## Provided data

# # #

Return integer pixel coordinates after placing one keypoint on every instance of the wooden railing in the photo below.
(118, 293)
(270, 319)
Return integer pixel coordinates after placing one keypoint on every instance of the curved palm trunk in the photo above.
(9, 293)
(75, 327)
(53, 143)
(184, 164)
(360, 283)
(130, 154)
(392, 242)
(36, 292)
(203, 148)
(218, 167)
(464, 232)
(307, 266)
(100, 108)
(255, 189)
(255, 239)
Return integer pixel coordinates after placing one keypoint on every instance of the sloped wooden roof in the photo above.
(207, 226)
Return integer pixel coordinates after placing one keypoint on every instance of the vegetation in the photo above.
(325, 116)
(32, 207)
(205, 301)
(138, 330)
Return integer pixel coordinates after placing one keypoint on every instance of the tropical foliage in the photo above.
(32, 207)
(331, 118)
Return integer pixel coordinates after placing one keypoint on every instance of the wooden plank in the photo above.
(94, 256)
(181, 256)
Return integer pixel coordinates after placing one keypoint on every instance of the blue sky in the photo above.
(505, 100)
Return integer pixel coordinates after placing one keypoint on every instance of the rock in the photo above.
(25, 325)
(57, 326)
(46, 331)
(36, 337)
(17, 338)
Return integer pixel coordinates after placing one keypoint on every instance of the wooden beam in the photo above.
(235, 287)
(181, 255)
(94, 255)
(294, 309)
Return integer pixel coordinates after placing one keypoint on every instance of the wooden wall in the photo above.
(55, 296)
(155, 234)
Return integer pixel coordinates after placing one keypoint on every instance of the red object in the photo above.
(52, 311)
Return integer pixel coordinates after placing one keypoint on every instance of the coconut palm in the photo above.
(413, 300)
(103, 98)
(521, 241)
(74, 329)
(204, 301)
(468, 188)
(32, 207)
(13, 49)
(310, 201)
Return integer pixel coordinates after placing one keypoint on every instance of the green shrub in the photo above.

# # #

## Given instruction
Reproduce every one of the lines above word for word, in their original order.

## Answer to the exercise
Return integer pixel coordinates after placing one keypoint on every instance of the wooden railing in the photo below.
(118, 293)
(270, 319)
Return integer pixel coordinates after placing one keypoint on every instance of the curved palm trunk in the photo above.
(9, 293)
(75, 327)
(53, 143)
(184, 164)
(360, 283)
(130, 154)
(392, 242)
(36, 292)
(203, 148)
(218, 167)
(464, 232)
(307, 266)
(100, 108)
(255, 189)
(255, 239)
Return integer pixel coordinates after placing one keypoint on every instance of the sloped wooden roof in the photo above.
(207, 226)
Return integer pixel coordinates after placing one keypoint on every instance of the vegetation in the photo above.
(325, 116)
(32, 207)
(205, 301)
(138, 330)
Return integer pixel coordinates after placing one keypoint on every instance of the tropical foliage in the photo above.
(32, 207)
(331, 118)
Return integer pixel coordinates after placing one keypoint on every instance of the wooden plank in the photo above.
(94, 256)
(181, 256)
Return integer pixel coordinates after placing one keypoint on every instance of the blue sky in the photo above.
(505, 100)
Return integer pixel coordinates after placing one keypoint on every instance of the rock in the photo above.
(25, 325)
(57, 326)
(46, 331)
(36, 337)
(17, 338)
Return integer pixel coordinates after placing one keypoint on every instance of the wooden beam in the photo above.
(235, 287)
(181, 255)
(94, 255)
(294, 309)
Return integer pixel coordinates after placing one keypoint on every instance of the wooden wall in the photo above.
(55, 296)
(155, 234)
Return integer pixel coordinates after placing one keypoint on every instance of the red object in the photo above.
(52, 311)
Return integer pixel coordinates after placing one keypoint on every instance of the coconut palm in the photo above.
(413, 300)
(103, 98)
(521, 241)
(74, 329)
(204, 301)
(468, 188)
(32, 207)
(13, 49)
(310, 201)
Return integer pixel coordinates after placing one keypoint on every instance of the green shrub in the photo above.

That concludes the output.